Hence, grayImage becomes the grayscale version of src 

and this value is returned and the procedure ends. Line 15 

shows another procedure being defined. This is the adaptive 

thresholding algorithm; it takes as input the output from the 

previous algorithm (grayImage) and returns threshedImage 

which will hold a threshed Image. Lines 16 to 19 initializes 

some variables, src which is set to the input image, 

blocksize with an initial value of 1, this variable holds odd 

values otherwise the final system will not execute, constant 

initialized to 10, this holds the value that specifies the area 

that should be threshed per iteration and maxValue set to 

255 represents the highest pixel value the threshed image 

can be and 0 representing the minimum pixel value. Lines 

20 to 22 implements the Gaussian algorithm. Lines 23 to 28 

implements a process to check if the resulting image from 

thresh is optimal if it is not the block size is increased by 2 

and the image is threshed again else the threshedImage is 

returned as the output of this procedure. 

Systems Activity Diagram 

The system’s activity diagram, represented in Fig. 2, 

shows the activities embedded in the system; it represents 

each process and decision making of the system. It shows 

that the system initializes and expects an image as input, if 

the image is loaded correctly then the system converts the 

loaded image to grayscale, else, it terminates the current 

process, a dynamic thresholding blocksize is then set on the 

grayscale image, which is then threshed according to the 

dynamic block size to make character segmentation easier, 

the text characters from the resulting image are then 

separated and displayed as output of the entire process. 

System Sequence Diagram 

The system’s sequence diagram, shown in Fig. 3, 

displays the system operating order, the system's primary 

function provides a GUI and allows the user to load the 

image using a file dialog, the input image is parsed to a 

function which converts it to grayscale image, this is 

then parsed to the function which dynamically sets the 

block size, the result of this is parsed to the thresh 

function which uses the Gaussian threshing to segment 

the image, then, based on this threshing, the extract text 

module extracts the interesting characters from the image 

and returns these texts as response on the GUI. 

System Class Diagram 

The system was implemented using Object-Oriented 

Programming. Hence the class diagram comprises 2 classes 

as shown in Fig. 4. The classes are categorised here. 

Ui_MainWindow.py 

This class creates the GUI. It inherits the 

QMainWindow class from PyQT. Gui package. It takes an 

input image and also displays the output extracted text 

Threshh.py 

This class receives the input image from the 

Ui_MainWindow class and performs several 

operations depending on the button clicked on the 

GUI. It essentially converts the image to greyscale, 

applies the adaptive thresholding algorithm and 

extracts the text by employing tesseract OCR using 

pytesseract module of python; the extracted text is 

sent back to the Ui_MainWindow. This class can also 

display the globally threshed image and the image that 

has adaptive thresholding applied to it. 

The Conceptual Model of the OCR System 

The conceptual model of the OCR system, as 

shown in Fig. 5, shows that the system takes in the 

image as input, carries out image conversion to 

grayscale, determine block size to apply, uses the 

custom thresh to the binarized image, extract text 

from pre-processed image and finally returns texts as 

the output of the whole process.
________________
- Objective 1 -
Repeat the OCR system text starting with "then parsed to" and going on through "on the GUI.".
- Objective 2 -
In the OCR system text, what value is maxValue set to?
The lines after this have nothing to do with what you are asked here.
________________
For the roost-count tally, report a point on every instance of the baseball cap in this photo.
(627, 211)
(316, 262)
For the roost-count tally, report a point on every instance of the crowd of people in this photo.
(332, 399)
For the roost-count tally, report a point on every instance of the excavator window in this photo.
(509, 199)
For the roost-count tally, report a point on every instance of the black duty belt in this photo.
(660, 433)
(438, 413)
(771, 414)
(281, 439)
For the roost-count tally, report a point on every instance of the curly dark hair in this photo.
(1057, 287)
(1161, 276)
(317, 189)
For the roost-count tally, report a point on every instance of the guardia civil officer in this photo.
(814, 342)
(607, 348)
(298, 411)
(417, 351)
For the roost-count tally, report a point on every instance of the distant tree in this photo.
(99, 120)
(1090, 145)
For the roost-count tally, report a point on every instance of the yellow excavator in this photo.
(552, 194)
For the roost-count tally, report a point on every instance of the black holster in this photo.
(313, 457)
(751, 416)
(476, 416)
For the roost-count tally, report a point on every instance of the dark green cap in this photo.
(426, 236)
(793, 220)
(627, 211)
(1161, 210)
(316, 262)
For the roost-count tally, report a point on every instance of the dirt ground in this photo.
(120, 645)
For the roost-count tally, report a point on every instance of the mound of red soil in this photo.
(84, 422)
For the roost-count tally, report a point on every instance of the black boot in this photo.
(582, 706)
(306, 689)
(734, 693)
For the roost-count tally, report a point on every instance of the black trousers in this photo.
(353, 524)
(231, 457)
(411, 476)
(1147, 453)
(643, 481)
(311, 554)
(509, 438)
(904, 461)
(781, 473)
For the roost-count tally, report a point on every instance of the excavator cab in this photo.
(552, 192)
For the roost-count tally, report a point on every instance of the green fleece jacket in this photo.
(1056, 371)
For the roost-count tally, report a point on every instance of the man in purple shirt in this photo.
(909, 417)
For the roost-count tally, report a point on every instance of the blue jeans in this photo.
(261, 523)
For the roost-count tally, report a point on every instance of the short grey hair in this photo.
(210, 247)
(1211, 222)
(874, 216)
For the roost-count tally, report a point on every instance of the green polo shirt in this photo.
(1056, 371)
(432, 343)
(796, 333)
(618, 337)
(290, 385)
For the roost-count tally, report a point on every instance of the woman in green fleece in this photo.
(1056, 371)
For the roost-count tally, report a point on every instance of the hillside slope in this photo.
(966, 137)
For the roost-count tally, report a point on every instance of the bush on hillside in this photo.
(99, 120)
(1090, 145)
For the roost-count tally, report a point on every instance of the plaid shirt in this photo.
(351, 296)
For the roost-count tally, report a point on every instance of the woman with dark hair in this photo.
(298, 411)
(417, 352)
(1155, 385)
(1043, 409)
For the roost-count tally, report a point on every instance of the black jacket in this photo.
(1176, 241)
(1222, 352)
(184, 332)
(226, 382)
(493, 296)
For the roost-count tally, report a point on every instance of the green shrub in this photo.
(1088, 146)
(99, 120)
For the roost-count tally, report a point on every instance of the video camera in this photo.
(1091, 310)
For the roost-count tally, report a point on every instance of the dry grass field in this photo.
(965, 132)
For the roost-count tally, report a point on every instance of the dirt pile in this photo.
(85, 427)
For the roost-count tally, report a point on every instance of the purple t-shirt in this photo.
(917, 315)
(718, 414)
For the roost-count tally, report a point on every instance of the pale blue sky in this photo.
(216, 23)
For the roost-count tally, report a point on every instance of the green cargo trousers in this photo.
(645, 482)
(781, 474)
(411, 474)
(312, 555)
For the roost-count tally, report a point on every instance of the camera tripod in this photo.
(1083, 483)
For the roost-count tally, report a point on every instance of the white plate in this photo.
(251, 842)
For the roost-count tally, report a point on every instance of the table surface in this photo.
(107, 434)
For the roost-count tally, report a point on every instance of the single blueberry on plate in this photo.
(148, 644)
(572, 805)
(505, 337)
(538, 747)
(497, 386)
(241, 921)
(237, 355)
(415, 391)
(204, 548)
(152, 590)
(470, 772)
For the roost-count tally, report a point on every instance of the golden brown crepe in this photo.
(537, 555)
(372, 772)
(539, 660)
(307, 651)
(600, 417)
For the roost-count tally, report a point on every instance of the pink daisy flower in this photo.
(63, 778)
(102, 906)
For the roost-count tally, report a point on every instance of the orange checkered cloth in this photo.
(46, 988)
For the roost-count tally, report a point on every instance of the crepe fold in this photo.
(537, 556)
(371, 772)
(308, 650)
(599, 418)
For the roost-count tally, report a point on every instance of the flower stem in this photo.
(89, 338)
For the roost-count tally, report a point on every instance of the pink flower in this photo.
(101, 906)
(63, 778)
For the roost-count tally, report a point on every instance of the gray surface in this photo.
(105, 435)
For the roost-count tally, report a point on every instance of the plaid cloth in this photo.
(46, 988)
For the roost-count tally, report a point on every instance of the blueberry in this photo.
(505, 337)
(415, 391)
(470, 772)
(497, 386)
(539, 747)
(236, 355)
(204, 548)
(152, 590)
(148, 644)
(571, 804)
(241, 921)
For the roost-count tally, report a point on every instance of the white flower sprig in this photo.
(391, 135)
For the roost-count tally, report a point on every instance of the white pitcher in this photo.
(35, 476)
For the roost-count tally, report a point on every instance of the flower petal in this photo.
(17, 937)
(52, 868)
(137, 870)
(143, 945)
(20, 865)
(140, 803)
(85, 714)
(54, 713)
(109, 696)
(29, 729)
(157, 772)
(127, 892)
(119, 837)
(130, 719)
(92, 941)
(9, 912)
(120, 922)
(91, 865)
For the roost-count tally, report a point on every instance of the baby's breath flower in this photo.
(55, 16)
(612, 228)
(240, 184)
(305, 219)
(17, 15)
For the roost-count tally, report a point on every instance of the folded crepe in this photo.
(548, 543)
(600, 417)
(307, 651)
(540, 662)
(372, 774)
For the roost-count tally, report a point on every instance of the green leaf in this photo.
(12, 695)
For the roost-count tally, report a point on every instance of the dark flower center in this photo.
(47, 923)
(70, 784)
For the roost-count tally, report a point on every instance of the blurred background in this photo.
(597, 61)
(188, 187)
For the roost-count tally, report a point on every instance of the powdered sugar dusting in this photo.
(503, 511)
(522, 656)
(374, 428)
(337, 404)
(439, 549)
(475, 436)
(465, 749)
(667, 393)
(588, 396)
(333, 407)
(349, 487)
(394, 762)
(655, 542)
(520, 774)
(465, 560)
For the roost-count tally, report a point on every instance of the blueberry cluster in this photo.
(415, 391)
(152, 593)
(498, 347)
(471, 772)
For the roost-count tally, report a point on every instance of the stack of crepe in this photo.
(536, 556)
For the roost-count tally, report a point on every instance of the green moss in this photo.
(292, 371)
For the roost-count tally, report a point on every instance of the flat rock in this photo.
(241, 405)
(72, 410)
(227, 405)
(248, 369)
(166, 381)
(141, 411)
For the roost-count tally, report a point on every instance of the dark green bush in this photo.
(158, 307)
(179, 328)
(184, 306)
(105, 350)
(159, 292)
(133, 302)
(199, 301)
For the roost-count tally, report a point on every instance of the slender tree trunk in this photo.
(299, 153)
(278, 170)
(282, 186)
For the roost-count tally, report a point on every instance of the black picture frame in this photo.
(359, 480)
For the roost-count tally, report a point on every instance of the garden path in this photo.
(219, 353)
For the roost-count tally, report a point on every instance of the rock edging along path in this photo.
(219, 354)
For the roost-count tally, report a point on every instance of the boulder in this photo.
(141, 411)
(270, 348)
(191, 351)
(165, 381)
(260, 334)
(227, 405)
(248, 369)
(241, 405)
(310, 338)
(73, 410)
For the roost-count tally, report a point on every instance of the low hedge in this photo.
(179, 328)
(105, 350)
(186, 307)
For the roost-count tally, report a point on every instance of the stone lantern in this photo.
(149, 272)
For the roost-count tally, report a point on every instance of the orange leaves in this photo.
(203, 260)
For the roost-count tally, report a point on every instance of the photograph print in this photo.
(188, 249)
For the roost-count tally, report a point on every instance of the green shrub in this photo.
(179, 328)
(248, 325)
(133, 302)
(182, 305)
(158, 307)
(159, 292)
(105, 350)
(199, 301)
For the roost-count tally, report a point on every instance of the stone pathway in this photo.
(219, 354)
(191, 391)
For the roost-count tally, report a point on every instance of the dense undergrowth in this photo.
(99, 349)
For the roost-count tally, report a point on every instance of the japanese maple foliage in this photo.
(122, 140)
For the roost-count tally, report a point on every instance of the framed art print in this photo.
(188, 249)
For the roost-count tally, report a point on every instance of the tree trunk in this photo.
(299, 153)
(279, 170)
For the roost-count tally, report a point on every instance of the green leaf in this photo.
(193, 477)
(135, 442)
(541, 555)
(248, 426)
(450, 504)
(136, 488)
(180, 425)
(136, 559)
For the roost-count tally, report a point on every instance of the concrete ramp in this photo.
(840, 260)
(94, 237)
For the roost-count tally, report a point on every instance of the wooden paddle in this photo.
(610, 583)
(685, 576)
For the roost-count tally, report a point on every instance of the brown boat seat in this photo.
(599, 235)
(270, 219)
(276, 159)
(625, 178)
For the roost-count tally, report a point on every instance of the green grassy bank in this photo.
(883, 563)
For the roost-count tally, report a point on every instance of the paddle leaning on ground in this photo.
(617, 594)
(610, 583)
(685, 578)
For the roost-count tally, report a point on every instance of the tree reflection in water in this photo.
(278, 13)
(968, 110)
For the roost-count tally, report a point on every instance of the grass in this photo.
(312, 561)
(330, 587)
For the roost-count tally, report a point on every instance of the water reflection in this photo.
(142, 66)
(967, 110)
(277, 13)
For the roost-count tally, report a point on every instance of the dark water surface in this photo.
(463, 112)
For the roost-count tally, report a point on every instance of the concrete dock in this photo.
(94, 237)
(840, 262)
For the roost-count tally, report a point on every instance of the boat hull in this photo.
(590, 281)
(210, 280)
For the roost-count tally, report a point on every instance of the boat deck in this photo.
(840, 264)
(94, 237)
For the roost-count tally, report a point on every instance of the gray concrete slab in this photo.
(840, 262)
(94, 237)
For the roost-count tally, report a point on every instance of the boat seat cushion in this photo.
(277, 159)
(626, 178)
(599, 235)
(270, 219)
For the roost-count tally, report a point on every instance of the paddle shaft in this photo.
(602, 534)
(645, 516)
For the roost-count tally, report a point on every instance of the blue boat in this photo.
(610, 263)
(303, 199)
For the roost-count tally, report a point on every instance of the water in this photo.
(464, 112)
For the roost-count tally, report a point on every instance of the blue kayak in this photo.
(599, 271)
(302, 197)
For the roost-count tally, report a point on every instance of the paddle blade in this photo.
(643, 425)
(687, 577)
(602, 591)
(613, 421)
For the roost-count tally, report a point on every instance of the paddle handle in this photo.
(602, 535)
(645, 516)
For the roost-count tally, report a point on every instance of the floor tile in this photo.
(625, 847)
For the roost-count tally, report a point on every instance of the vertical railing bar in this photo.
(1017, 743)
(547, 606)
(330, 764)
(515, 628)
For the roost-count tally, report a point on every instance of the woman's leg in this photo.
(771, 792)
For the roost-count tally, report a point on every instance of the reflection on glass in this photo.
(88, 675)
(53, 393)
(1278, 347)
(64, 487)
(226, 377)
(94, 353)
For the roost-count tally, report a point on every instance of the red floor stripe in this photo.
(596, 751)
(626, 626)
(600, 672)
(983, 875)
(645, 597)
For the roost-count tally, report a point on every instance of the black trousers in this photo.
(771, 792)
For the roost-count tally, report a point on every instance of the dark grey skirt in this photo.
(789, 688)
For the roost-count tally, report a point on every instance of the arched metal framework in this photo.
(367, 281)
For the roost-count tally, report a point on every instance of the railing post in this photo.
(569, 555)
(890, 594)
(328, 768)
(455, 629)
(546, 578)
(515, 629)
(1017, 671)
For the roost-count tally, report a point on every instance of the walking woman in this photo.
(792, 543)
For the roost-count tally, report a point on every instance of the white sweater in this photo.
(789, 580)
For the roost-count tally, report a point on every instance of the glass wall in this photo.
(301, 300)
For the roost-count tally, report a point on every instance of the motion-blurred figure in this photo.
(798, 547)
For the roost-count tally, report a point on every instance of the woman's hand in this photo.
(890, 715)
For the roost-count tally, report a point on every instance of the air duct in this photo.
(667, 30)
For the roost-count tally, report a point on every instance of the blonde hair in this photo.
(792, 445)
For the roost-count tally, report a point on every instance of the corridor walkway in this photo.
________________
- Exercise solution 1 -
then parsed to the function which dynamically sets the 

block size, the result of this is parsed to the thresh 

function which uses the Gaussian threshing to segment 

the image, then, based on this threshing, the extract text 

module extracts the interesting characters from the image 

and returns these texts as response on the GUI.

- Exercise solution 2 -
255